> Text block
# # # #

This is not only related to AI, but the attention span has gone down in the past years, especially in digital contexts. Scroll era, constant information flow, and everyday stress all contribute to this reality. The conclusion is simple: we need to adapt our marketing strategies.
Brands are still competing for user attention, but the way we capture that attention has changed. Content must remain original and valuable, but the structure of that content matters more than ever. Instead of long blocks of text, information should be organized in a layout that AI systems can easily interpret (often in formats such as Q&A).
AI is not replacing SEO
Despite the growing anxiety that AI will replace SEO, Google remains one of the most used discovery platforms. The difference is that an additional layer has appeared in the user journey.
Users can now begin their discovery process in AI assistants, gathering insights or comparing options before visiting a website. This is why we need GEO (Generative Engine Optimization) optimizing for visibility in AI-generated responses.
Everything brands have done to optimize for Google (strong technical foundation, clear website structure, high-quality content) remains essential. GEO does not replace SEO, it builds on top of it.
Make sure the website allows AI systems to access and read the content, implement correctly structured data and offer a clear overview of the brand on your own website first of all (what products or services you offer, who is the client, what differentiates your products from alternatives). And go beyond that. The clearer your digital footprint is, the easier it becomes for AI to interpret and recommend a brand.

# # # #

> Available data
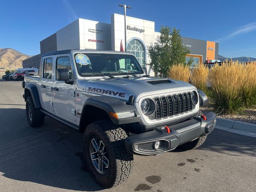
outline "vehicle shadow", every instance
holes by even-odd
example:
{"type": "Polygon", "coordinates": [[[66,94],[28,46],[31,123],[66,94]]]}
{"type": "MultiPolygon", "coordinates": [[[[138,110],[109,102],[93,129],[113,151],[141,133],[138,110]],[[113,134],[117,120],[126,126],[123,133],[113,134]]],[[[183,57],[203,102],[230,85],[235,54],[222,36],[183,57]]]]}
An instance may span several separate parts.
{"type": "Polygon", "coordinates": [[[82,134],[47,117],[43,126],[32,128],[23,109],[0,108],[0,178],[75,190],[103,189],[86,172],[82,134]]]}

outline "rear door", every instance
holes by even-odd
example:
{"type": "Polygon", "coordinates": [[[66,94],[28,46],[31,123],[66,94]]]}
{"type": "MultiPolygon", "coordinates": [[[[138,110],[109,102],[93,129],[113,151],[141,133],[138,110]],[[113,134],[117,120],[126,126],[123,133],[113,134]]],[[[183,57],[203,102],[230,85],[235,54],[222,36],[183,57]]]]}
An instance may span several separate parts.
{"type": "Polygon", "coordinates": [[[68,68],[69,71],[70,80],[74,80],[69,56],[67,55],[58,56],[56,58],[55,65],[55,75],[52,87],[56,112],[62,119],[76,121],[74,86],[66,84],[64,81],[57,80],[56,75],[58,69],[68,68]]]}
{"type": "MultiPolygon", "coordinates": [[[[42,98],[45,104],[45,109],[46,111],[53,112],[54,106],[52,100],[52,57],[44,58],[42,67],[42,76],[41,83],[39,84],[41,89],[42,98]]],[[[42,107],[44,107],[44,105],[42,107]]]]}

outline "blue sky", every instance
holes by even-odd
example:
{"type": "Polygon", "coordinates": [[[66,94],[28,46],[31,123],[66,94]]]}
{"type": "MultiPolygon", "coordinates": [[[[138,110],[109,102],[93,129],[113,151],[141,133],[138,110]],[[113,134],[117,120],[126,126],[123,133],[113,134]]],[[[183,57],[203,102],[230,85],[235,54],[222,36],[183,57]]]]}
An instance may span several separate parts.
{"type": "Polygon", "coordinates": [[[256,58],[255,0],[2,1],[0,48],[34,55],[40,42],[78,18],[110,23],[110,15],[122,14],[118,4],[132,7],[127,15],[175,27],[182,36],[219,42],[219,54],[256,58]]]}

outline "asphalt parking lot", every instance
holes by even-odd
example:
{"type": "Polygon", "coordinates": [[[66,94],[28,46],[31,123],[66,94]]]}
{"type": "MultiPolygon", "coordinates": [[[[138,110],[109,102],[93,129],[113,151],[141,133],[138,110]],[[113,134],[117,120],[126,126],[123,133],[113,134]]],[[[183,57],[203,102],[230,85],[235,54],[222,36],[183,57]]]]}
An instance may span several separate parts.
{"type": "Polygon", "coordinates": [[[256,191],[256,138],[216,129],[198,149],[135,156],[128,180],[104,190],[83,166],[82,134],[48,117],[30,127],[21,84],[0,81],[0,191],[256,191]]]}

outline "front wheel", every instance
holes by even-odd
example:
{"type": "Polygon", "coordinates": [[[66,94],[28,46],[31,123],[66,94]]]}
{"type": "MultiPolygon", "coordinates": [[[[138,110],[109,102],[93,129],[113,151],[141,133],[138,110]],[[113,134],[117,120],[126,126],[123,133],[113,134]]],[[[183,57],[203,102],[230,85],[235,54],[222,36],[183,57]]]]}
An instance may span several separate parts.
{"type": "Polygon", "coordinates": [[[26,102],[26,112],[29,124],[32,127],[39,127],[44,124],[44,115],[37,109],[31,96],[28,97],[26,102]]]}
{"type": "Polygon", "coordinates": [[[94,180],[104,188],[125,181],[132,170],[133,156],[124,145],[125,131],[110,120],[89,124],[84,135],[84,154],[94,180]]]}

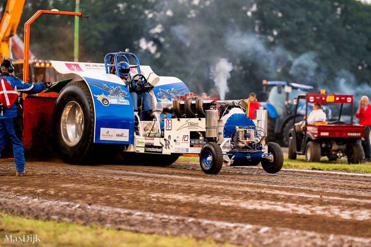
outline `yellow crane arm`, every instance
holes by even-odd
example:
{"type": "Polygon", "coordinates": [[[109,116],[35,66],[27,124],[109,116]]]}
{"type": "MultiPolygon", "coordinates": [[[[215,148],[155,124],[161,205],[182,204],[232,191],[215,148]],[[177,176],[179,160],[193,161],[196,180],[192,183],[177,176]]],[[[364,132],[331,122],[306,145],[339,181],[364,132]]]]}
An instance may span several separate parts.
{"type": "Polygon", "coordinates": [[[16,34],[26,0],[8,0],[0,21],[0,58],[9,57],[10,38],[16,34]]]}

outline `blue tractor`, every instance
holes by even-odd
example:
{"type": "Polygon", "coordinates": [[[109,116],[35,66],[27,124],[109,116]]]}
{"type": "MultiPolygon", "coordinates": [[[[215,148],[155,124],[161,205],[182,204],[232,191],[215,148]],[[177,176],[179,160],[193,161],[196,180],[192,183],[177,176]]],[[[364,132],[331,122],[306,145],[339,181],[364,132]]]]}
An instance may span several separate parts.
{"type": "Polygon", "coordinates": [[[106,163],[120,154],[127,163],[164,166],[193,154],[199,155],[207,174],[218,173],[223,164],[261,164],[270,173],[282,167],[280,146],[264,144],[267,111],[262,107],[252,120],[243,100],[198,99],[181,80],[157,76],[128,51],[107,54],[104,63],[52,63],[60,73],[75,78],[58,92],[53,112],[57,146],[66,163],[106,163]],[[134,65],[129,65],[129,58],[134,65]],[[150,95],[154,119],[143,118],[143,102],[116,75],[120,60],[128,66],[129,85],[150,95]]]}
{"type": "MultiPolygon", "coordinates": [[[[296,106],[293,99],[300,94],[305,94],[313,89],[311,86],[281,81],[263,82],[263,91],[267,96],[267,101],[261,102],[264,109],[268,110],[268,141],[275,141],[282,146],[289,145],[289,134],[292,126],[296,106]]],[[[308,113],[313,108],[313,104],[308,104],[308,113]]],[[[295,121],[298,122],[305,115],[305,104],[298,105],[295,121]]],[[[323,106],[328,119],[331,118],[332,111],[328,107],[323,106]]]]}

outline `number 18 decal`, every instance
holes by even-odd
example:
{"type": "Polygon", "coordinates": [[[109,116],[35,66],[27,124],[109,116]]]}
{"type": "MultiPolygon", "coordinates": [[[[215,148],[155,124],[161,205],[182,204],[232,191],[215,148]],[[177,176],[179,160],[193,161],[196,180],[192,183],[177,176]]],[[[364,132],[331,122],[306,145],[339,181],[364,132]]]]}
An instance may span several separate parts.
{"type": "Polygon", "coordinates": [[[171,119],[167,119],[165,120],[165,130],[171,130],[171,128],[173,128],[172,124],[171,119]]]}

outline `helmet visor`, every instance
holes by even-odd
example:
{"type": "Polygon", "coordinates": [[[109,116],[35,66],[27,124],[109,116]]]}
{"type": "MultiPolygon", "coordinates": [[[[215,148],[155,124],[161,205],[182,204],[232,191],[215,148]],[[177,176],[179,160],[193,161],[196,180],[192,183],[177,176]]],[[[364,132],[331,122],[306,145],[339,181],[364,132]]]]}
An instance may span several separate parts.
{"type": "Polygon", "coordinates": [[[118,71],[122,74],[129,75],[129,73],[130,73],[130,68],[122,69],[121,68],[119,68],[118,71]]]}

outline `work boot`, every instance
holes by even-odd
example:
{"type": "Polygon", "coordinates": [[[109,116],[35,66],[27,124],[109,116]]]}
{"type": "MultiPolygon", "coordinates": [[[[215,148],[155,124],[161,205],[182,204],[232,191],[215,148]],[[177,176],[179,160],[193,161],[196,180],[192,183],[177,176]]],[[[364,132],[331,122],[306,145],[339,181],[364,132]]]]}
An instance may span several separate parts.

# # # #

> Tasks to carry out
(1) In the marketing text, what does GEO stand for?
(2) Please retype everything in the marketing text from "Make sure the" down to "recommend a brand.", word for word.

> Expected responses
(1) Generative Engine Optimization

(2)
Make sure the website allows AI systems to access and read the content, implement correctly structured data and offer a clear overview of the brand on your own website first of all (what products or services you offer, who is the client, what differentiates your products from alternatives). And go beyond that. The clearer your digital footprint is, the easier it becomes for AI to interpret and recommend a brand.